>> BEGIN Records supplied

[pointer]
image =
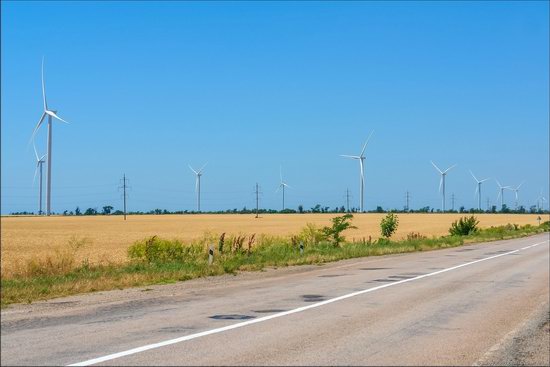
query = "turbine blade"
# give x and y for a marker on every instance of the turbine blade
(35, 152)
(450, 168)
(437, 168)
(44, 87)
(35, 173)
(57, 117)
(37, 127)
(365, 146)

>> END Records supplied
>> BEGIN Records supplied

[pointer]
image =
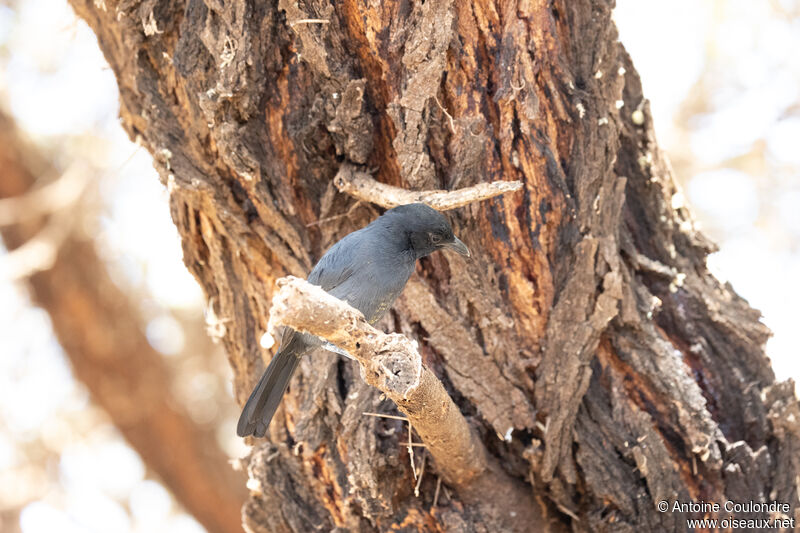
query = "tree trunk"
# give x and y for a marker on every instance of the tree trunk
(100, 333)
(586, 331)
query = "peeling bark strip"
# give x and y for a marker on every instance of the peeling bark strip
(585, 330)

>> END Records supplied

State how many of the lines above contain the word "marker". Give only the number.

• _Worked answer_: 3